------ TEXT SEGMENT ------

Minister of Foreign Affairs of the Tajik Soviet Socialist Republic
- In office 7 November 1989 – 10 January 1992
- Preceded by: Usman Usmanov
- Succeeded by: Himself (as Minister of External Relations of Tajikistan)

Minister of External Relations of the Republic of Tajikistan
- In office 10 January 1992 – 11 May 1992
- President: Akbarsho Iskandrov (acting)
- Preceded by: Himself (as Minister of Foreign Affairs of Tajik SSR)
- Succeeded by: Khudoberdy Kholiknazarov

Permanent Representative of Tajikistan to the United Nations
- In office 1992–1994
- Preceded by: Position established
- Succeeded by: Rashid Alimov

Personal details
- Born: Lakim Kayumovich Kayumov 16 February 1933 Rumon village, Khujand District (now Ghafurov District), Tajik SSR, Soviet Union
- Died: 11 November 1998 (aged 65) Moscow, Russia
- Party: Communist Party of the Soviet Union (CPSU)
- Education: Leninabad Pedagogical Institute Higher Party School under the CPSU Central Committee Diplomatic Academy of the Ministry of Foreign Affairs of the Soviet Union
- Occupation: Diplomat, politician

= Lakim Kayumov =

Lakim Kayumovich Kayumov (Лаким Каюмович Каюмов; 16 February 1933 – 11 November 1998) was a Soviet-Tajik politician and diplomat who served as the last Minister of Foreign Affairs of the Tajik Soviet Socialist Republic (1989–1992) and the first Minister of External Relations of the independent Republic of Tajikistan (January–May 1992). He later served as the first Permanent Representative of Tajikistan to the United Nations from 1992 to 1994.

------

SHORT EXERCISE =>
Update the Lakim Kayumov profile by writing it out again starting at "- Preceded by: Himself" and ending at "Soviet Union (CPSU)", with "Position established" replaced by "Post created". The items that follow come from a different source.

------ SUPPLIED RECORDS ------

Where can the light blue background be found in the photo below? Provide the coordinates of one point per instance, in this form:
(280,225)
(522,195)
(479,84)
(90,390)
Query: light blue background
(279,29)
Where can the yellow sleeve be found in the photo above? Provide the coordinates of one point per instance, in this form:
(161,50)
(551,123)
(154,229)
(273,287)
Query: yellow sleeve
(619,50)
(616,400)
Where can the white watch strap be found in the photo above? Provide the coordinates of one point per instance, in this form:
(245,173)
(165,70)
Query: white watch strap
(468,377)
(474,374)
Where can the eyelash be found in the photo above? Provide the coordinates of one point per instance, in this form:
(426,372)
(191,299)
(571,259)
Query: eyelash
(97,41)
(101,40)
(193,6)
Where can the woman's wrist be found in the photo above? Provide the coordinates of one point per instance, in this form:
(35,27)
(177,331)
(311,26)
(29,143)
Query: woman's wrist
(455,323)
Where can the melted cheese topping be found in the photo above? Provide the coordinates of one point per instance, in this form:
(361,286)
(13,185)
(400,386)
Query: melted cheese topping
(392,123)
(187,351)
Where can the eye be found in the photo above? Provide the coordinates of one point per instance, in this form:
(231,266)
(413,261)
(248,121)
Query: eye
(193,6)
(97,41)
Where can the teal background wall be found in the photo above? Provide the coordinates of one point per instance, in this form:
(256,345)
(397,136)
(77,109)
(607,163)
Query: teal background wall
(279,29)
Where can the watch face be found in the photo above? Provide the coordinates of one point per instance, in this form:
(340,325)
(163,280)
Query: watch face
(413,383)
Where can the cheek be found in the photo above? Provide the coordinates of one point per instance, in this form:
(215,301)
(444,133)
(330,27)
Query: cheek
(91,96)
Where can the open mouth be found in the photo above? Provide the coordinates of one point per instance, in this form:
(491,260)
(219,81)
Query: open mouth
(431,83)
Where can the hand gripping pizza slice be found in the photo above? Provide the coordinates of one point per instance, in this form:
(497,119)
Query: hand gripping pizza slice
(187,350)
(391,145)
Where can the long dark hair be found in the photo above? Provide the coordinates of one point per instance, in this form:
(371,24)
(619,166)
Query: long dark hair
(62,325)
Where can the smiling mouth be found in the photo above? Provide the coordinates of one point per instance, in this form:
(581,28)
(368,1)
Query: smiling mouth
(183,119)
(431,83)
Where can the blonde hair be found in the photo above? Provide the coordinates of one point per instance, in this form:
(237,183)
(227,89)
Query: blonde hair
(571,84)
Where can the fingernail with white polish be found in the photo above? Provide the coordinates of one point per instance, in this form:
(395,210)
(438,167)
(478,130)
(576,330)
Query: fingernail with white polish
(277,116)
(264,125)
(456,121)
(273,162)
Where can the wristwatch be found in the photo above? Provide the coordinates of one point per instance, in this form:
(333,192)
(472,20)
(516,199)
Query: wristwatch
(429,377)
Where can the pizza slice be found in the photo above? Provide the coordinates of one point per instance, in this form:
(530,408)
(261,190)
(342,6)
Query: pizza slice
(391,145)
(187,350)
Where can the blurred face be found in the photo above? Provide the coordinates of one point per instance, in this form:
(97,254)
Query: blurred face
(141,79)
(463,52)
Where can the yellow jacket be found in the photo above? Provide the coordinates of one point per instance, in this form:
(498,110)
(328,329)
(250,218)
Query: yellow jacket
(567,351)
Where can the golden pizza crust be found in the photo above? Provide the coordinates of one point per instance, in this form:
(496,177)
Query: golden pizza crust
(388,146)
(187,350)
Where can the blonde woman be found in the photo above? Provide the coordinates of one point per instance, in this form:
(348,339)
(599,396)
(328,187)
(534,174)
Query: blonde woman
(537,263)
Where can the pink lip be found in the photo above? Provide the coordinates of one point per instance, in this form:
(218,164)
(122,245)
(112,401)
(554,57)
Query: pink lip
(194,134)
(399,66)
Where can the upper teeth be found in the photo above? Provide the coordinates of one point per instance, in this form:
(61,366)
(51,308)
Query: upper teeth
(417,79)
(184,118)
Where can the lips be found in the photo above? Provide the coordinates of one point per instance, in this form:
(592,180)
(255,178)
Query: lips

------

ANSWER TO THIS PROBLEM =>
- Preceded by: Himself (as Minister of Foreign Affairs of Tajik SSR)
- Succeeded by: Khudoberdy Kholiknazarov

Permanent Representative of Tajikistan to the United Nations
- In office 1992–1994
- Preceded by: Post created
- Succeeded by: Rashid Alimov

Personal details
- Born: Lakim Kayumovich Kayumov 16 February 1933 Rumon village, Khujand District (now Ghafurov District), Tajik SSR, Soviet Union
- Died: 11 November 1998 (aged 65) Moscow, Russia
- Party: Communist Party of the Soviet Union (CPSU)